● **EXERCISE PASSAGE**
══════════════════════════════

I have stage 4 endometriosis, bowel,bladder etc involvement. I had ovaries removed and hysterectomy. I live in constant pain, cant work, can barely walk, take around 40 pills a day, life is hard.
I know this story is similar to many of you out there, what I don't know, what I have been to scared to ask, to talk about with anyone is this.
When I was in hospital i was asked by my doctor if I had been sexually abused as a child, My answer was yes, I have never disclosed the age it started or how long it lasted, not to anyone. I have always been scared that my family would see it, my brother had sex with me, he is a bit older than me and so was developed. As far as my parents are concerned it happened once which was terrible for them. The truth is I was 7 when it started and 11 when it stopped. It happened periodically, sometime multiple times a week, sometimes it would be months apart. The number must be in the hundreds. He isn't a bad person, I have never spoke to him about it but I have forgave him. It took me years and I hit self destruct many times in my twenties and early thirties.
I had problems with heavy periods from the start and I had miscarriages after years of trying for a baby, all because of the endo.
Ever since the doctor asked I have wondered if the endo is related to the fact that my body wasn't developed enough when he started. My husband is very supportive and comes to all my appointments so I can't ask doctors, he know about what happened to me and hates seeing the way I am now, in so much pain all the time. I don't want to destroy my family, not the relationship I have built with my brother and certainly not the love I have for my husband.
So I am asking the question that I have been to scared to ask for years, about a subject that is difficult on so many levels. Is my endo because of what happened all those years ago, is endo common in people who had sex at a very young age. I know its a hard thing to ask and a harder thing to answer, I'm not asking you to disclose things you dont want to discuss, I just desperately want to know if there is a link. I am going to be brave and post this and pray no one that knows me will ever read it and know its me.

══════════════════════════════

● **YOUR INSTRUCTIONS**
In the endometriosis post, which two surgeries does the writer say they had? The entries have no connection to the endometriosis post.

══════════════════════════════

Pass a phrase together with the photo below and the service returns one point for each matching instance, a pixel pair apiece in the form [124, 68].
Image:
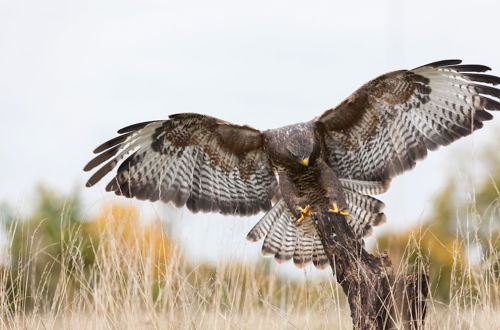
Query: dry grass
[126, 288]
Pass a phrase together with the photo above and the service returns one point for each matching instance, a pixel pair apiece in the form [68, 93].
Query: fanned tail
[284, 240]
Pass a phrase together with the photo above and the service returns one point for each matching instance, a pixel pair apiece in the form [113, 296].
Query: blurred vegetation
[58, 253]
[459, 243]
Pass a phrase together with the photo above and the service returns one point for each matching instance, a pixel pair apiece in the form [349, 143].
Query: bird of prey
[334, 162]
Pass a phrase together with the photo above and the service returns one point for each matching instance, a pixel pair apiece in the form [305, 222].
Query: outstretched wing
[383, 128]
[194, 160]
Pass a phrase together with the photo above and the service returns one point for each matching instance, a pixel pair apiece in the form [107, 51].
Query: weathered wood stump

══════════════════════════════

● **WRITTEN REPLY**
Removal of the ovaries and a hysterectomy.